• What to produce
Reproduce each line exactly.
··········
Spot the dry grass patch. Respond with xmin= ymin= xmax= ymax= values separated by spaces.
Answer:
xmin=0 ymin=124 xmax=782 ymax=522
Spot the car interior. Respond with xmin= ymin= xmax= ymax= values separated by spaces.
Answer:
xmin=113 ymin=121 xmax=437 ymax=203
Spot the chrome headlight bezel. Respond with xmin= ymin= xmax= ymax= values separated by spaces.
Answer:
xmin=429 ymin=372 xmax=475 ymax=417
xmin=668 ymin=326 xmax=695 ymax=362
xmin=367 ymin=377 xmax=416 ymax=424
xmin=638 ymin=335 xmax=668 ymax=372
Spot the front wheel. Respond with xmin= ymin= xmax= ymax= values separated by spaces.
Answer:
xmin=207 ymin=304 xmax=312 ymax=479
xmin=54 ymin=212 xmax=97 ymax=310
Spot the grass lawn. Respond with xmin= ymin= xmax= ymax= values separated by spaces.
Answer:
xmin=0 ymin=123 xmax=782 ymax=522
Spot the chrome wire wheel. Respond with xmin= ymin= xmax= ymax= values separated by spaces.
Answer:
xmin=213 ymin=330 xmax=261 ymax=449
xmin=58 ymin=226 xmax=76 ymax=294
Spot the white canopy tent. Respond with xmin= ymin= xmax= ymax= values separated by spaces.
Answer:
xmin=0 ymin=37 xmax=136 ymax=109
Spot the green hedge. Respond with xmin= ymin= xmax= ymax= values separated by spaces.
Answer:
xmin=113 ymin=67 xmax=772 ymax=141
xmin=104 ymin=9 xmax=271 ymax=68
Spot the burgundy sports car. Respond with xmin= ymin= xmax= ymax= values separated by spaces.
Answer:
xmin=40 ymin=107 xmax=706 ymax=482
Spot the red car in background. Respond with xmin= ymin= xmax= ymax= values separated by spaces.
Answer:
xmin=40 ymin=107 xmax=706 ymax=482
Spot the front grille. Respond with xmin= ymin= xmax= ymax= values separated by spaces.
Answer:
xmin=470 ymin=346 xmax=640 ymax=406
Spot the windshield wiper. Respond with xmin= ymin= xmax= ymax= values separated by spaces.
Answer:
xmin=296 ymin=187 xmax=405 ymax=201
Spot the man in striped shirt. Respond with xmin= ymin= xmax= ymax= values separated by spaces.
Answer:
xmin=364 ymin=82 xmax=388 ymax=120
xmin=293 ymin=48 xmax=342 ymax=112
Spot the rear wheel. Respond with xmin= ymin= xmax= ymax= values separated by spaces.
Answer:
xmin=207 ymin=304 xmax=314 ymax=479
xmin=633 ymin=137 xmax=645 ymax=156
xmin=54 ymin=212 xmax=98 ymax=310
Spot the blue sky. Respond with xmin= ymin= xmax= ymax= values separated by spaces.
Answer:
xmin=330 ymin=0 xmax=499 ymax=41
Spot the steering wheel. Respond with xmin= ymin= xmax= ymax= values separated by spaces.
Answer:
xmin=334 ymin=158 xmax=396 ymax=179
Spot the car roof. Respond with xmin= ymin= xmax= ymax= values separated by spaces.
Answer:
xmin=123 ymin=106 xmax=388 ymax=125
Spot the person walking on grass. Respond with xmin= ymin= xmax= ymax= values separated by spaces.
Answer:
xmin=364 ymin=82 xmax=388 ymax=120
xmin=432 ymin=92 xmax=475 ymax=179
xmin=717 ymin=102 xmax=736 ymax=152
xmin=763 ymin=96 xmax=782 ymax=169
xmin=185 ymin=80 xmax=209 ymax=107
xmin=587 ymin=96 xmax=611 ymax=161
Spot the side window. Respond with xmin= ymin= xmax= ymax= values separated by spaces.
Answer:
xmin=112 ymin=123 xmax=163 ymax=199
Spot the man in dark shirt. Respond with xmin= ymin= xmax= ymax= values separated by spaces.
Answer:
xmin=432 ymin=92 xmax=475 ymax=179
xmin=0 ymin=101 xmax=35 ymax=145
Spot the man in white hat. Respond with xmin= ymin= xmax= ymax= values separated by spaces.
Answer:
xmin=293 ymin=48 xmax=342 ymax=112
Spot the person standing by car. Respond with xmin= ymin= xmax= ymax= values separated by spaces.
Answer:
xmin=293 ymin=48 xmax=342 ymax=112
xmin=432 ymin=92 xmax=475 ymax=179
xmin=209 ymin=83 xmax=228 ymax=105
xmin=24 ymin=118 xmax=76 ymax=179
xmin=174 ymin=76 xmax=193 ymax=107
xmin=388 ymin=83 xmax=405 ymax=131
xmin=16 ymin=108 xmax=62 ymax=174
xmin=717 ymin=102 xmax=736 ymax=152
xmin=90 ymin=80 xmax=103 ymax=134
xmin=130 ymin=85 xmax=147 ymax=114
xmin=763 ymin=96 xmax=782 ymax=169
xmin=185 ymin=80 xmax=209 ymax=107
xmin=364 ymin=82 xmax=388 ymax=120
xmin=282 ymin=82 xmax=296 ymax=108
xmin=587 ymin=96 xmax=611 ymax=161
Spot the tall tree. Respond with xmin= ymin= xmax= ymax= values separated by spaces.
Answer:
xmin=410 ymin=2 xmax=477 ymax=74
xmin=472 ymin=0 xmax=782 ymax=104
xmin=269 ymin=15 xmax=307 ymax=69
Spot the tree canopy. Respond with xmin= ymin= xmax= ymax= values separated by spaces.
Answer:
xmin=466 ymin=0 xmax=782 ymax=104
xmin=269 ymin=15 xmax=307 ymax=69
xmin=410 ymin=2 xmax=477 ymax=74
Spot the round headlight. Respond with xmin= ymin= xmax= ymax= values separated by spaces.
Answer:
··········
• Expected output
Spot the dry grass patch. Respond with xmin= ymin= xmax= ymax= values separated by spaces.
Answer:
xmin=0 ymin=124 xmax=782 ymax=522
Spot the car interior. Respond with xmin= ymin= xmax= ymax= values separated by spaces.
Answer:
xmin=113 ymin=121 xmax=437 ymax=203
Spot the chrome headlight bezel. Respond with xmin= ymin= xmax= ymax= values separated by spaces.
Answer:
xmin=429 ymin=372 xmax=475 ymax=417
xmin=668 ymin=326 xmax=695 ymax=362
xmin=367 ymin=377 xmax=416 ymax=424
xmin=638 ymin=335 xmax=668 ymax=372
Spot the front wheel. Respond with xmin= ymin= xmax= ymax= values separated by spaces.
Answer:
xmin=207 ymin=304 xmax=312 ymax=479
xmin=54 ymin=212 xmax=97 ymax=310
Spot the grass lawn. Respond with xmin= ymin= xmax= ymax= values separated by spaces.
Answer:
xmin=0 ymin=123 xmax=782 ymax=522
Spot the chrome wire wheel. Respond with xmin= ymin= xmax= ymax= values separated by spaces.
Answer:
xmin=213 ymin=330 xmax=261 ymax=449
xmin=58 ymin=226 xmax=76 ymax=294
Spot the white canopy tent. Respond with xmin= ymin= xmax= ymax= values separated by spaces.
Answer:
xmin=0 ymin=37 xmax=136 ymax=109
Spot the green hedge. Respond with xmin= ymin= xmax= ymax= values separated by spaces.
Answer:
xmin=113 ymin=67 xmax=772 ymax=141
xmin=104 ymin=9 xmax=271 ymax=68
Spot the burgundy sports car. Respond with xmin= ymin= xmax= ymax= values separated by spaces.
Answer:
xmin=40 ymin=107 xmax=706 ymax=482
Spot the red car in background. Respond with xmin= ymin= xmax= ymax= values separated by spaces.
Answer:
xmin=40 ymin=107 xmax=706 ymax=482
Spot the front grille. Respond with xmin= ymin= xmax= ymax= values separated by spaces.
Answer:
xmin=470 ymin=346 xmax=640 ymax=406
Spot the windshield wiper. Respond with xmin= ymin= xmax= ymax= values separated by spaces.
Answer:
xmin=296 ymin=187 xmax=405 ymax=201
Spot the man in striped shirt. Respond with xmin= ymin= xmax= ymax= values separated by spaces.
Answer:
xmin=364 ymin=82 xmax=388 ymax=120
xmin=293 ymin=48 xmax=342 ymax=112
Spot the rear wheel. Respond with xmin= ymin= xmax= ymax= values separated by spaces.
Answer:
xmin=207 ymin=304 xmax=314 ymax=479
xmin=633 ymin=137 xmax=645 ymax=156
xmin=54 ymin=212 xmax=98 ymax=310
Spot the blue sky. Respond with xmin= ymin= xmax= ymax= values separated by spaces.
Answer:
xmin=330 ymin=0 xmax=499 ymax=41
Spot the steering wheel. Respond with xmin= ymin= xmax= ymax= values separated by spaces.
Answer:
xmin=334 ymin=158 xmax=396 ymax=179
Spot the car roof. Respond with xmin= ymin= xmax= ymax= values separated by spaces.
Answer:
xmin=123 ymin=106 xmax=388 ymax=125
Spot the person walking on grass. Respond with xmin= ymin= xmax= ymax= values separated by spaces.
Answer:
xmin=364 ymin=82 xmax=388 ymax=120
xmin=432 ymin=92 xmax=475 ymax=179
xmin=717 ymin=102 xmax=736 ymax=152
xmin=763 ymin=96 xmax=782 ymax=169
xmin=185 ymin=80 xmax=209 ymax=107
xmin=587 ymin=96 xmax=611 ymax=161
Spot the side window. Respond with xmin= ymin= xmax= ymax= values separated by spaces.
Answer:
xmin=112 ymin=123 xmax=163 ymax=199
Spot the man in dark shirt. Respond with xmin= ymin= xmax= ymax= values separated by spaces.
Answer:
xmin=432 ymin=92 xmax=475 ymax=179
xmin=0 ymin=101 xmax=35 ymax=145
Spot the man in white hat. Respond with xmin= ymin= xmax= ymax= values separated by spaces.
Answer:
xmin=293 ymin=48 xmax=342 ymax=112
Spot the person standing by car. Respond with xmin= ymin= xmax= ymax= values separated by spaces.
Answer:
xmin=293 ymin=48 xmax=342 ymax=112
xmin=432 ymin=92 xmax=475 ymax=179
xmin=209 ymin=83 xmax=228 ymax=105
xmin=24 ymin=118 xmax=76 ymax=179
xmin=174 ymin=76 xmax=193 ymax=107
xmin=388 ymin=83 xmax=405 ymax=131
xmin=16 ymin=108 xmax=62 ymax=174
xmin=717 ymin=102 xmax=736 ymax=152
xmin=90 ymin=80 xmax=103 ymax=134
xmin=130 ymin=85 xmax=147 ymax=114
xmin=763 ymin=96 xmax=782 ymax=169
xmin=185 ymin=80 xmax=209 ymax=107
xmin=364 ymin=82 xmax=388 ymax=120
xmin=282 ymin=82 xmax=296 ymax=108
xmin=587 ymin=96 xmax=611 ymax=161
Spot the tall tree. Respond with xmin= ymin= xmax= ymax= values separated by spaces.
Answer:
xmin=410 ymin=2 xmax=477 ymax=74
xmin=472 ymin=0 xmax=782 ymax=104
xmin=269 ymin=15 xmax=307 ymax=69
Spot the tree canopy. Respond with xmin= ymin= xmax= ymax= values separated by spaces.
Answer:
xmin=466 ymin=0 xmax=782 ymax=104
xmin=269 ymin=15 xmax=307 ymax=69
xmin=410 ymin=2 xmax=477 ymax=74
Spot the round headlight. Respond with xmin= ymin= xmax= ymax= values separated by spaces.
Answer:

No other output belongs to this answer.